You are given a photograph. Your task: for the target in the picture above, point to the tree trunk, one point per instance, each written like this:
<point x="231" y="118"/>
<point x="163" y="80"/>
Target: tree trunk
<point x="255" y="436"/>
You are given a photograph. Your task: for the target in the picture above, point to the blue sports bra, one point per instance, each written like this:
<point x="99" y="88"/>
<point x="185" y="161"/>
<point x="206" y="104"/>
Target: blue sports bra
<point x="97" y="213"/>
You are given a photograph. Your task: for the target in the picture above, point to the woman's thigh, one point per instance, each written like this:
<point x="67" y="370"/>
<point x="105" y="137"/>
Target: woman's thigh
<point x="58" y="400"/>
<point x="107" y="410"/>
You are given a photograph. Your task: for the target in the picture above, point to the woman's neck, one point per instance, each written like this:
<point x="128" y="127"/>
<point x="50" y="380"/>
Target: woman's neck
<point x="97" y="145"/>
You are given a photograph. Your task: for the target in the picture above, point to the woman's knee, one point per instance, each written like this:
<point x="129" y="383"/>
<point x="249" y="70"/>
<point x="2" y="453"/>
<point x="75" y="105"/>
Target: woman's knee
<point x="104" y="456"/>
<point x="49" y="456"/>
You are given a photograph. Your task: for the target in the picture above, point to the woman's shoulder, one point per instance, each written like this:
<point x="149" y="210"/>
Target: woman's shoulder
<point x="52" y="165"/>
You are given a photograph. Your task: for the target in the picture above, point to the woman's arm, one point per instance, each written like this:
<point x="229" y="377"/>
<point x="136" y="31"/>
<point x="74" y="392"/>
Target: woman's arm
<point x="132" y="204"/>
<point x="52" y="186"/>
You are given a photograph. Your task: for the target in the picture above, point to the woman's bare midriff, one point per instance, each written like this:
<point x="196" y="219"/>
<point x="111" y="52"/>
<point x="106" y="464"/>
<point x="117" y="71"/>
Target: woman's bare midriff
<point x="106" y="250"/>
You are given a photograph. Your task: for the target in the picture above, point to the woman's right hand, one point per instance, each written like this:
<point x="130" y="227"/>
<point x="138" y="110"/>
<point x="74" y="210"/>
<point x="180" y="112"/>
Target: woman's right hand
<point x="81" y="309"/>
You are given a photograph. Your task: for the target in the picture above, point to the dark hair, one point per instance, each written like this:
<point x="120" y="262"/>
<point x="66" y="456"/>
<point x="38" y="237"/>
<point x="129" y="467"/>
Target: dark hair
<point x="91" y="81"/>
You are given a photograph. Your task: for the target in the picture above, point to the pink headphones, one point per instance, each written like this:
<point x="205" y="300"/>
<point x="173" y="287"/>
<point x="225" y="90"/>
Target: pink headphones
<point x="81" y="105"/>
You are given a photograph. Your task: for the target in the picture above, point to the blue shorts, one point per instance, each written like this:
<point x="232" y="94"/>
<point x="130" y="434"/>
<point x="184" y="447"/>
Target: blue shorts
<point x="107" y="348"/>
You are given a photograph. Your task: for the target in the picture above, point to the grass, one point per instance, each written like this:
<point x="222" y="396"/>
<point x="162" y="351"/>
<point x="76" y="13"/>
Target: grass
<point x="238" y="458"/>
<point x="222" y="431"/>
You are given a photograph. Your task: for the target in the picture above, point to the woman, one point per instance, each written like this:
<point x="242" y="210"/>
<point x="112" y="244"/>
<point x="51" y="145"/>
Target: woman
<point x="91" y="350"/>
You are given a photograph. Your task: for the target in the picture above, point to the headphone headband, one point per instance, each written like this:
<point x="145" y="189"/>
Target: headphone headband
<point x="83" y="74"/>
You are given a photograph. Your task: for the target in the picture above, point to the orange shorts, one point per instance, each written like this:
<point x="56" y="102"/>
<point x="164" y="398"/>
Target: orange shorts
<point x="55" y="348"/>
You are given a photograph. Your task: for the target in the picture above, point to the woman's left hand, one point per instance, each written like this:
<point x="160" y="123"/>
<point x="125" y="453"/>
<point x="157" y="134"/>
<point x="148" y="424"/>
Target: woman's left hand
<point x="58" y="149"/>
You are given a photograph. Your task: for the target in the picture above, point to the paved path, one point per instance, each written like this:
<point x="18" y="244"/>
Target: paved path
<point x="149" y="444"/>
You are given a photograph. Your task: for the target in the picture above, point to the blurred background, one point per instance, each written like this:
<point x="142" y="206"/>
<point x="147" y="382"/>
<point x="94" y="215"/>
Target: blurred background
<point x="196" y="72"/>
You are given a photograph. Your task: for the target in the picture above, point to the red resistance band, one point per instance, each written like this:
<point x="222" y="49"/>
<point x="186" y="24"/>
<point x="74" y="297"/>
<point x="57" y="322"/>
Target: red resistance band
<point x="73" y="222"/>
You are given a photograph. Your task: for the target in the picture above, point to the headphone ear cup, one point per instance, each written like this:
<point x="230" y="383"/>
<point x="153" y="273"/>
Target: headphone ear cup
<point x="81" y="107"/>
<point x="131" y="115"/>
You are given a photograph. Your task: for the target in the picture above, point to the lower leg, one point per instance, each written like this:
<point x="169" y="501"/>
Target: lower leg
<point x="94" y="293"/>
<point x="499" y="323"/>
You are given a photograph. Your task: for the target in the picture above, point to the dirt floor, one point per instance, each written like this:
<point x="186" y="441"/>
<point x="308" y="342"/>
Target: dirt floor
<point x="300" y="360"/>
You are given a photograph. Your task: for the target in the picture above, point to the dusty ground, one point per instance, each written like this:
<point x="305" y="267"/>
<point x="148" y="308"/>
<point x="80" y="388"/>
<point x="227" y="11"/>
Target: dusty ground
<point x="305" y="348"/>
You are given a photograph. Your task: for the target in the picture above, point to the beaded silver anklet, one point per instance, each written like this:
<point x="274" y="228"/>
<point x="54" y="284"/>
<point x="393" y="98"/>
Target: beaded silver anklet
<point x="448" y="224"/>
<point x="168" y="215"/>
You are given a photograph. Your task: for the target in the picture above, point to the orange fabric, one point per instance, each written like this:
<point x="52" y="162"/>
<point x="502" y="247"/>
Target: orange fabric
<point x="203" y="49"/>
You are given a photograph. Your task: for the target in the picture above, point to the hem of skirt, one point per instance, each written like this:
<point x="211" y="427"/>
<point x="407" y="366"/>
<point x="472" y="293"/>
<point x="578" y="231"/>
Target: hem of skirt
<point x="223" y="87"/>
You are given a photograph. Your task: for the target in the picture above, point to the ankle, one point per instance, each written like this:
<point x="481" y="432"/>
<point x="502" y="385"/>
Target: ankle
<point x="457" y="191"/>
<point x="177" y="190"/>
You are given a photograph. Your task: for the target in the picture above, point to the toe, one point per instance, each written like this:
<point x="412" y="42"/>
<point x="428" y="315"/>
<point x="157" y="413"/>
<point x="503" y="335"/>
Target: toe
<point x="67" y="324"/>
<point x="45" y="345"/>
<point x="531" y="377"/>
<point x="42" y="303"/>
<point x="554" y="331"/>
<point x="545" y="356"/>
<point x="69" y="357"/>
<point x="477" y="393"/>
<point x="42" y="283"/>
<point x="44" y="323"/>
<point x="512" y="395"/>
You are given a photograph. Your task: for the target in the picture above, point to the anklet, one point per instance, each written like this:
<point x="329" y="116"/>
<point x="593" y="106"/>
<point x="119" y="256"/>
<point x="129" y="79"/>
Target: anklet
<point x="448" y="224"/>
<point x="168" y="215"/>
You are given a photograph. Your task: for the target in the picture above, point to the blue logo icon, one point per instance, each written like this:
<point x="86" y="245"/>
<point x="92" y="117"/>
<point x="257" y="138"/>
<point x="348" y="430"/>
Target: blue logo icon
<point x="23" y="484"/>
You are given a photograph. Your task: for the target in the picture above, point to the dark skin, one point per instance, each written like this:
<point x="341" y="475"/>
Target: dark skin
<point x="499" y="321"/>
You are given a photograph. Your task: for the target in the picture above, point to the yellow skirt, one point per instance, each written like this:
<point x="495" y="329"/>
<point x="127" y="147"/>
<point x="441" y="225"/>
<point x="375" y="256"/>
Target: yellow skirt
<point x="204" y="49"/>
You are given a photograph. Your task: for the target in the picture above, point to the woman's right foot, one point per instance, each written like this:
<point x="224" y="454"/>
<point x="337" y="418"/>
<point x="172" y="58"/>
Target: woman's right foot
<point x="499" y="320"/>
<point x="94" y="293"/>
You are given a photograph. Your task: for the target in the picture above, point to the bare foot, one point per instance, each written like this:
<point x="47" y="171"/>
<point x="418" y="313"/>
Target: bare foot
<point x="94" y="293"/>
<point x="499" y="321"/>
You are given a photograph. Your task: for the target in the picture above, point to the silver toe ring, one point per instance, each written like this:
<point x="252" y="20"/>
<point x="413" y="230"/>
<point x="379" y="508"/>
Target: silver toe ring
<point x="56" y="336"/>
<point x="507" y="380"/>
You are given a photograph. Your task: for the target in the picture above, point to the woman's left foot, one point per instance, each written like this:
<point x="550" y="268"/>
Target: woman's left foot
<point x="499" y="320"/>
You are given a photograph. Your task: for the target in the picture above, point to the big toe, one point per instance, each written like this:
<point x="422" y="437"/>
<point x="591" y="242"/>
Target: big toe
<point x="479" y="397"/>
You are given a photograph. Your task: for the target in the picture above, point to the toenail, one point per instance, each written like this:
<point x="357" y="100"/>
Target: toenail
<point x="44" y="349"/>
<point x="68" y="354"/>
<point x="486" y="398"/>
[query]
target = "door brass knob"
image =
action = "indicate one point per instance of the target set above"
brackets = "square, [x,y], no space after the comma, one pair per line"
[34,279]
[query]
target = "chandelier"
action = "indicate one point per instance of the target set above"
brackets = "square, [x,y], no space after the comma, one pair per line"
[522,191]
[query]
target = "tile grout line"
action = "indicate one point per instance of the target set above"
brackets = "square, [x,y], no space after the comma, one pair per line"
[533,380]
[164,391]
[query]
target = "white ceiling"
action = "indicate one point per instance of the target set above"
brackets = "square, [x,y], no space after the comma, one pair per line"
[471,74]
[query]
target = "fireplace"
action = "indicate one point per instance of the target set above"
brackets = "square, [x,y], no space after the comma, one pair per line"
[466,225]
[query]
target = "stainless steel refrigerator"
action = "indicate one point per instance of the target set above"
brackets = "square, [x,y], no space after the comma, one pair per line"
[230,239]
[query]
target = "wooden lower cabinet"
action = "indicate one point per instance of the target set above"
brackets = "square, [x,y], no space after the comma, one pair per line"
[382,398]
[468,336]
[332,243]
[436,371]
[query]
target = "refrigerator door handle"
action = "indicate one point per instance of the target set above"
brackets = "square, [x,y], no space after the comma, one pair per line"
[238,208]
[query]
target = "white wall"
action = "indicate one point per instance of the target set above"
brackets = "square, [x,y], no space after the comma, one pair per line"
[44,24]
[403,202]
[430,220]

The task: State how many lines in the records above contain the word "white". Reply with the number alone.

Response to the exercise: 2